◆ **Supplied passage**:
<<<<
After globe-trotting for several years, I arrived in Singapore in 2003 and have been living here since. One of my first wonderful discoveries was that even in an urbanised setting such as Singapore, there remain precious pockets of primary rainforests. It was absolutely fascinating. I tagged along with a few veteran guides and became more and more interested in learning about the complex ecosystem of rainforests. Becoming a guide at the Singapore Botanic Gardens became the best way for me to learn and pass on the knowledge to people who came by. It also got me really interested in learning about what we need to do to protect the fragile ecosystems of the world. I found that while seeking solutions, John Muir’s statement seemed truer than ever.

“Tug on anything at all and you’ll find it connected to everything else in the universe.”
>>>>
◆ **Recorded information**:
<<<<
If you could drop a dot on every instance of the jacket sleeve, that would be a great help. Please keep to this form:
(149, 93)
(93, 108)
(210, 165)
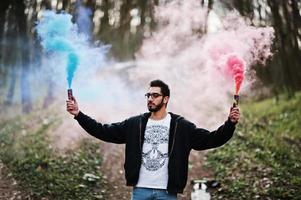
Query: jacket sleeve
(202, 139)
(114, 133)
>>>>
◆ **Directions**:
1 - In the passage about Singapore's rainforests, what year did the writer arrive in Singapore?
2 - List every sentence in the passage about Singapore's rainforests that contains the word "learn" or "learning."
3 - Please extract everything in the passage about Singapore's rainforests from "After globe-trotting for" down to "truer than ever.".

◆ **Solutions**:
1 - 2003

2 -
- I tagged along with a few veteran guides and became more and more interested in learning about the complex ecosystem of rainforests.
- Becoming a guide at the Singapore Botanic Gardens became the best way for me to learn and pass on the knowledge to people who came by.
- It also got me really interested in learning about what we need to do to protect the fragile ecosystems of the world.

3 -
After globe-trotting for several years, I arrived in Singapore in 2003 and have been living here since. One of my first wonderful discoveries was that even in an urbanised setting such as Singapore, there remain precious pockets of primary rainforests. It was absolutely fascinating. I tagged along with a few veteran guides and became more and more interested in learning about the complex ecosystem of rainforests. Becoming a guide at the Singapore Botanic Gardens became the best way for me to learn and pass on the knowledge to people who came by. It also got me really interested in learning about what we need to do to protect the fragile ecosystems of the world. I found that while seeking solutions, John Muir’s statement seemed truer than ever.